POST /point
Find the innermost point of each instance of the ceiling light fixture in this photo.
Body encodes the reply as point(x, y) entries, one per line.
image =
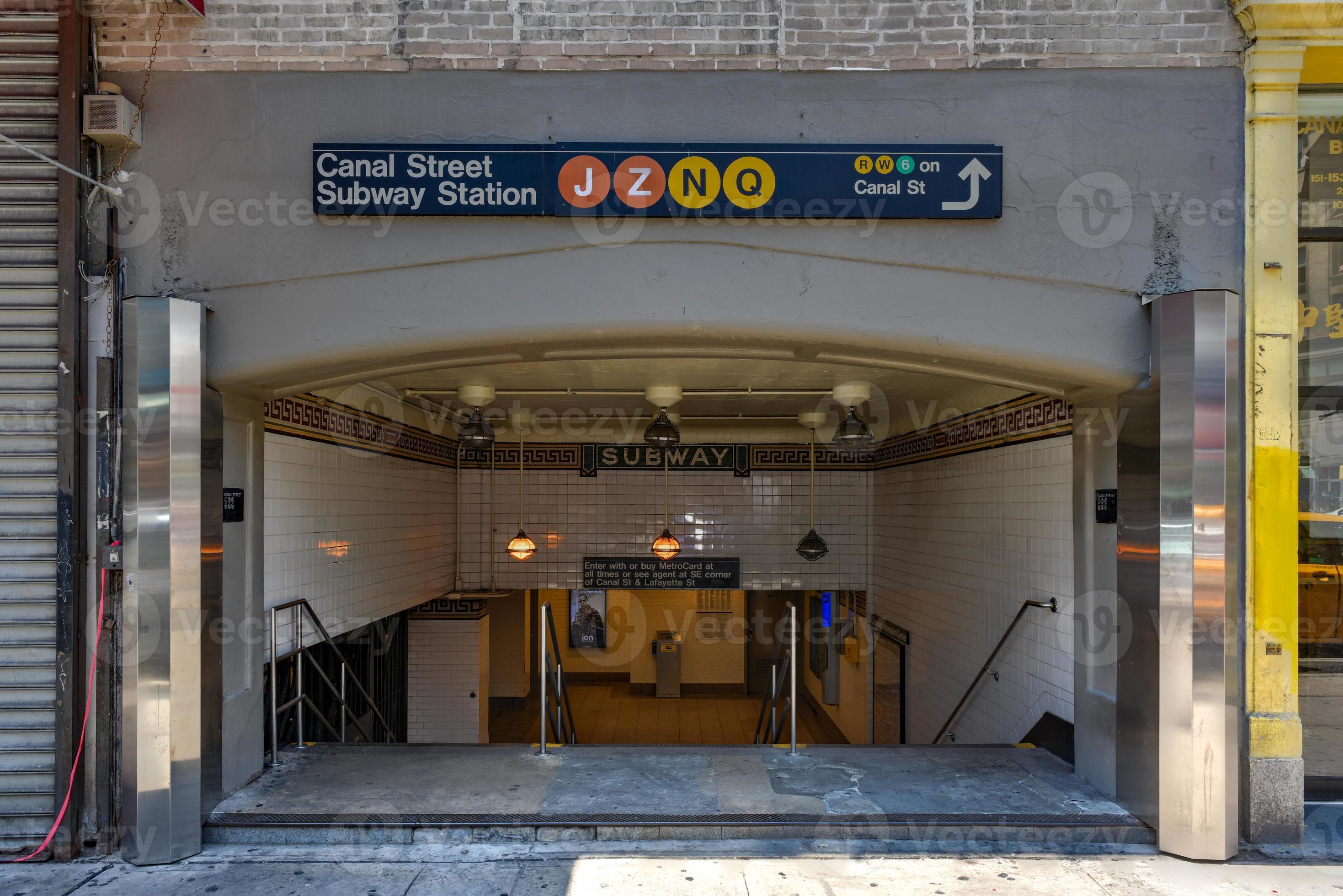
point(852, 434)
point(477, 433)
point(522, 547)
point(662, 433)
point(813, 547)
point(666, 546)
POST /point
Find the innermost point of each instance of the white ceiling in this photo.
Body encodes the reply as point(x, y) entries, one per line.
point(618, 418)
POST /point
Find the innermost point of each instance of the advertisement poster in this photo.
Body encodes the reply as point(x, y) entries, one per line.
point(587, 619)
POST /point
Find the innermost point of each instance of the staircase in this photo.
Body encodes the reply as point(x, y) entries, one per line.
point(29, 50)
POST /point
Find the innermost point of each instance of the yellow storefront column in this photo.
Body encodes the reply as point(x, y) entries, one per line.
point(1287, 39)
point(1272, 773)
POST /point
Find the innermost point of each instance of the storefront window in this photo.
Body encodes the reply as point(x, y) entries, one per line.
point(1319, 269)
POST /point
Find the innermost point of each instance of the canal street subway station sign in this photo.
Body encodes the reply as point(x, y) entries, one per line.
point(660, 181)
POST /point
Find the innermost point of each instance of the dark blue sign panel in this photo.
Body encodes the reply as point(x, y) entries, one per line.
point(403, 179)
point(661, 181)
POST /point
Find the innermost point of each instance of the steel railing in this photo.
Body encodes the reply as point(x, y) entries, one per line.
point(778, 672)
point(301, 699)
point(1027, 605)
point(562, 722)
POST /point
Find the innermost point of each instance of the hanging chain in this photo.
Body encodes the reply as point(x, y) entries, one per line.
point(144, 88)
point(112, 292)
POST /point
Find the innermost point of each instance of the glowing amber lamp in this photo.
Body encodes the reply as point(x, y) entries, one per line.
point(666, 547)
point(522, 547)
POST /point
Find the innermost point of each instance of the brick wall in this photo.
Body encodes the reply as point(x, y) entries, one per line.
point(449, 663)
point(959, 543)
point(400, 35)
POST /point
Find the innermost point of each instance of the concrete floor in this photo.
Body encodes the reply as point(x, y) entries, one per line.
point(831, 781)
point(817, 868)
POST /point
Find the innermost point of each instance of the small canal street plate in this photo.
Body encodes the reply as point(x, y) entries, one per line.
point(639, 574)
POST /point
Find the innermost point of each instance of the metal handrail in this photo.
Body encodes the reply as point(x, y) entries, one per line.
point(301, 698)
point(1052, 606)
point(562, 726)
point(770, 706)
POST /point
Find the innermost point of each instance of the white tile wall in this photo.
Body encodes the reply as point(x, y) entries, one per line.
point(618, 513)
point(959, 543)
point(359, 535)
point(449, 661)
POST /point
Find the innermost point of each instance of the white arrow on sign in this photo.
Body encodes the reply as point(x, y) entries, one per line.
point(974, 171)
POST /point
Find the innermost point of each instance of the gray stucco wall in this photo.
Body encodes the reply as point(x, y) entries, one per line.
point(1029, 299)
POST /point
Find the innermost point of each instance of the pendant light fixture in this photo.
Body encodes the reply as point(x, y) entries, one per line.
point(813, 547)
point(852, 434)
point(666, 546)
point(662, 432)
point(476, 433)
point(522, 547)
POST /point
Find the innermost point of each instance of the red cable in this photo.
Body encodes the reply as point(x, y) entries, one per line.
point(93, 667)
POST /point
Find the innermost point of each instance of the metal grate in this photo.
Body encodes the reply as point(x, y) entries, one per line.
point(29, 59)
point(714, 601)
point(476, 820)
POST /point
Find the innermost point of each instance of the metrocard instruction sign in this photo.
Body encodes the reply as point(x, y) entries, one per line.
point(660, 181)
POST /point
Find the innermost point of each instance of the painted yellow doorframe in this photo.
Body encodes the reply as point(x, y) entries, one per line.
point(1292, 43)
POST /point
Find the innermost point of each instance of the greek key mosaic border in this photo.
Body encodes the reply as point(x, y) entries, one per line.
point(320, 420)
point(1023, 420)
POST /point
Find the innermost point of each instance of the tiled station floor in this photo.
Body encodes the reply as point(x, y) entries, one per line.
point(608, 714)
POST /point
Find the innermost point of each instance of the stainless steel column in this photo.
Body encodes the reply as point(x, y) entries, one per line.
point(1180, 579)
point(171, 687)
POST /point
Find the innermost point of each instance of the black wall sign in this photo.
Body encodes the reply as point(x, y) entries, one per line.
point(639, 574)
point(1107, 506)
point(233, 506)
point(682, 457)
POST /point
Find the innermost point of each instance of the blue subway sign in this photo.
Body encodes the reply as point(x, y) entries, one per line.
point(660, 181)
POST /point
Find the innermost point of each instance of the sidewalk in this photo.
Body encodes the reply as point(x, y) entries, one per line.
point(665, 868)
▬▬▬▬▬▬
* [WHAT THE TASK ASKS]:
Update all the rows above by replacing "innermost point" with "central point" and keeping everything else the same. Leave the pictures out of the output.

* [RESPONSE FOR THIS EXERCISE]:
POST /point
Find the central point of each instance of the ceiling light fixture in this photo.
Body encodes the reply as point(x, y) entries, one per line.
image =
point(852, 434)
point(477, 433)
point(522, 547)
point(662, 433)
point(813, 547)
point(666, 546)
POST /point
Find the central point of each instance of the white ceiling in this photo.
Body encodes the reply as point(x, y) entries, one per line.
point(618, 418)
POST /point
Find the central point of each instance of the advertisement poster in this photo.
Body encodes the reply as point(x, y) entries, one per line.
point(587, 619)
POST /point
Find the central point of each instance of the staircase in this photo.
Body encodes the reply as point(x, y) entries, one per line.
point(29, 50)
POST /point
Find the central point of each instance of the yellow storefront column in this photo.
Body encodes the reply as point(x, y) entries, one per line.
point(1287, 39)
point(1272, 773)
POST /point
Find the central point of each instance of the storefront window in this photo.
Body encodes the reply as point(x, y) entries, one per line.
point(1319, 269)
POST /point
Find the central point of each instance of the canal street subway station sign in this photo.
Body encodes the reply as point(x, y) entries, one per line.
point(660, 181)
POST /point
Find the central point of each instance of the dark blue sign panel in this photo.
Body encodes the reply as point(x, y) entries, one per line.
point(403, 179)
point(661, 181)
POST /point
Find the central point of each instance of the steel railing in this photo.
Body encodes the reply as point(x, y) entries, one per line.
point(778, 672)
point(301, 699)
point(1027, 605)
point(562, 722)
POST /point
Find the central point of each instance of the hanging chain in this photo.
Body encodes the reply as point(x, y) entries, one per line.
point(144, 88)
point(112, 292)
POST /point
Find the central point of each instance of the glowing amber lamp in this photo.
Body encodes the reply as point(x, y) entries, one per line.
point(666, 547)
point(522, 547)
POST /point
Find the central point of each instance of the brick wall in this photo.
Body encodes the reply as point(x, y) entries, one per line.
point(449, 663)
point(959, 543)
point(400, 35)
POST /point
Find the central point of each instance of the concrete floor in this photo.
Body encodes the reply as point(x, y) entries, one per line.
point(831, 781)
point(817, 868)
POST /point
Find the central point of each instance of the small canal street plate in this photo.
Body encodes the reply as point(x, y) entries, one per line.
point(639, 574)
POST /point
Find the central point of each instance of the metal handrail in this photo.
Body encodes the reply as point(x, y) entries, one per line.
point(301, 698)
point(1052, 606)
point(562, 726)
point(770, 706)
POST /point
Find the central point of each instance of the white tile wall in this photo.
Body encodes the reply as point(x, y) entries, one per line.
point(618, 513)
point(959, 543)
point(359, 535)
point(449, 661)
POST /point
Find the central point of each instance of the white arrow on sign in this photo.
Body encodes the reply as point(x, y) entries, one per line.
point(974, 171)
POST /point
Find the central point of each instance of the gray stucco wall in this photo.
Body encodes the reply as point(x, y) entries, one per line.
point(1029, 299)
POST /point
Find the central point of each instance of the pendant light fixture in this photo.
Body encodes the reply as point(x, y) entries, one per line.
point(813, 547)
point(852, 434)
point(666, 546)
point(662, 432)
point(476, 433)
point(522, 547)
POST /point
Find the central point of each instance of the red cable in this photo.
Body encodes the reply as point(x, y) entries, one per line.
point(93, 667)
POST /point
Find the central point of each instance of the metal grate in this photo.
Body encodes the reply as point(x, y) entries, one per line.
point(29, 59)
point(714, 601)
point(476, 820)
POST /point
Find the central point of each instance of the metrocard instruction sign in this photo.
Body encodes the reply as point(x, y) entries, one per line.
point(660, 181)
POST /point
Find the central point of each instance of the painted yellow doorframe in this photo.
Body encodes the reply as point(x, y) entries, one per line.
point(1292, 43)
POST /point
Find the central point of each instance of the greek key mosaic border in this photo.
Body encodes the reply as point(x, y) entries, one per line.
point(320, 420)
point(1023, 420)
POST /point
Find the central point of each instance of the tiled station floor in this photo.
Body encodes the reply as point(x, y) entries, one per line.
point(608, 714)
POST /point
Find the central point of each instance of the stainless steel column in this photo.
Body encodes the reply as point(x, y) entries, one per line.
point(1180, 579)
point(171, 687)
POST /point
Find the central point of each instance of the black wall sign in this photo.
Body encodes the reply as point(x, y) entries, one per line.
point(639, 574)
point(1107, 506)
point(233, 506)
point(682, 457)
POST /point
Find the central point of each instance of the blue subway sign in this photo.
Body encodes the reply as point(x, y) entries, one per line.
point(660, 181)
POST /point
Find the central point of each instance of the sidewalk in this photo.
Body encodes the reply as point(x, y) entries, one per line.
point(665, 868)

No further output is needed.